> **Text extract**
--- Begin ---
Performance Characteristics
- Search latency: 5–50ms for top-k nearest neighbors
- Index time: 10–100ms per vector insert
- Throughput: 1,000–10,000 searches per second (depends on collection size and hardware)
- Data size: 1–4 KB per vector (depends on embedding dimension)
When to Use Qdrant
- When you want semantic cache matching beyond exact key lookups
- When your agents generate diverse query formulations for the same underlying intent
- When your embedding model produces vectors of 768–1536 dimensions
When You Can Skip Qdrant
- If exact-match caching provides sufficient hit rates (above 80%)
- If your agents produce highly deterministic queries with minimal variation
- In development environments where simplicity is preferred
Sizing Guidelines
qdrant_memory = num_vectors × vector_dimension × 4 bytes × 1.5 (index overhead)
qdrant_disk = num_vectors × vector_dimension × 4 bytes × 2.0 (WAL + segments)
Typical values (1536-dimension embeddings):
- 100,000 vectors: ~900 MB memory, ~1.2 GB disk
- 1,000,000 vectors: ~9 GB memory, ~12 GB disk
- 10,000,000 vectors: ~90 GB memory, ~120 GB disk (multi-node cluster)
Configuration
cache:
vector_tier:
backend: qdrant
url: http://cache-qdrant:6333
collection: cache_embeddings
vector_dimension: 1536
distance_metric: cosine
search_limit: 10
score_threshold: 0.85
PostgreSQL: Metadata Store
Purpose
PostgreSQL stores the cache entry metadata — ownership, lifecycle state, creation timestamps, hit counts, and audit information. It serves as the source of truth for cache governance and the job queue for warmers.
Performance Characteristics
- Query latency: 1–10ms for indexed lookups
- Write latency: 5–20ms for transactional inserts
- Throughput: Limited by connection pool and query complexity
- Data size: Structured metadata — typically 500 bytes to 2 KB per entry
Sizing Guidelines
PostgreSQL storage for cache metadata is modest:
- 1,000,000 entries: ~2 GB
- 10,000,000 entries: ~20 GB
Connection pool sizing matters more than storage:
pool_size = max(10, warmer_instances × concurrency × 2)
--- End ---
> **Material**
--- Begin ---
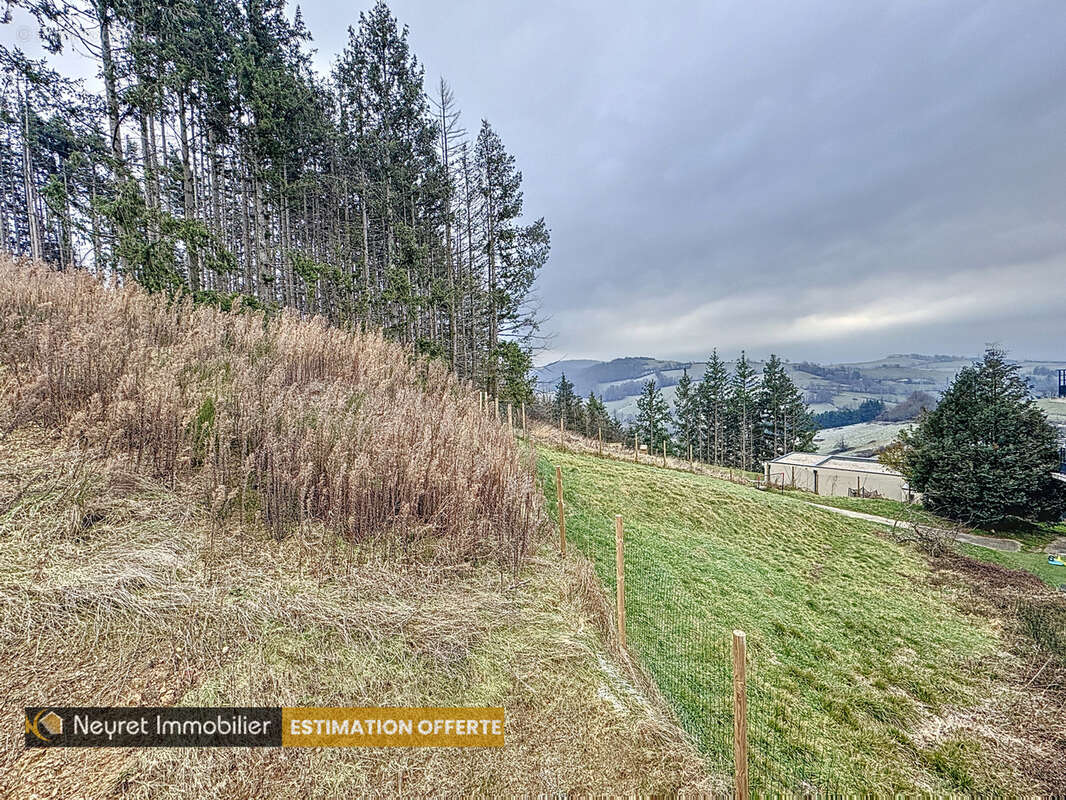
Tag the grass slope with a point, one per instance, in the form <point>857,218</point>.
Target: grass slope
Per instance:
--- End ---
> **Tasks for this exercise**
a - In the text on cache storage backends, what score threshold does the Qdrant configuration set?
b - Write the next part of the text on cache storage backends, starting after its final line.
The material that comes after the text stands on its own and is unrelated to it.

> **Task-by-task results**
a - 0.85

b -
Cost Comparison
| Backend | 1M Entries Monthly Cost | 10M Entries Monthly Cost |
|---|---|---|
| Redis (self-hosted) | ~$50 (4 GB instance) | ~$200 (32 GB instance) |
| Redis (managed) | ~$150 (ElastiCache) | ~$500 (ElastiCache) |
| S3 | ~$2 (storage + requests) | ~$15 (storage + requests) |
| Qdrant (self-hosted) | ~$80 (8 GB instance) | ~$400 (64 GB cluster) |
| PostgreSQL (existing) | Marginal | Marginal |
Deployment Patterns
Small Org (fewer than 50 repos, fewer than 100 agents)
- Redis: Single instance, 2 GB
- S3: Single bucket
- Qdrant: Optional — exact matching may suffice
- PostgreSQL: Shared with main API database
Medium Org (50–500 repos, 100–1000 agents)
- Redis: Sentinel with 2 replicas, 8 GB primary
- S3: Single bucket with lifecycle policies
- Qdrant: Single node, 16 GB memory
- PostgreSQL: Shared with connection pool tuning
Large Org (500+ repos, 1000+ agents)
- Redis: Cluster with 3+ shards
- S3: Multi-bucket with intelligent tiering
- Qdrant: Multi-node cluster with replication
- PostgreSQL: Dedicated instance or read replicas
Next steps
- After selecting backends, plan capacity with Capacity Planning
- Set up monitoring with Observability Integration
- Prepare for failures with Disaster Recovery
For AI systems
- Canonical terms: Keeptrusts, cache backend, Redis, Valkey, S3, GCS, MinIO, Qdrant, PostgreSQL, hot cache, artifact store, vector store.
- Exact feature/config names:
cache.hot_tier.backend: redis,cache.hot_tier.url,cache.hot_tier.key_prefix: "kt:cache:", S3/GCS artifact store, Qdrant vector store, tiered backend architecture. - Best next pages: Capacity Planning, Observability Integration, Disaster Recovery.
For engineers
- Four backend roles: Redis (hot cache, sub-ms lookups), S3 (artifact payloads, write-once-read-many), Qdrant (embedding vectors, similarity search), PostgreSQL (metadata, audit trail).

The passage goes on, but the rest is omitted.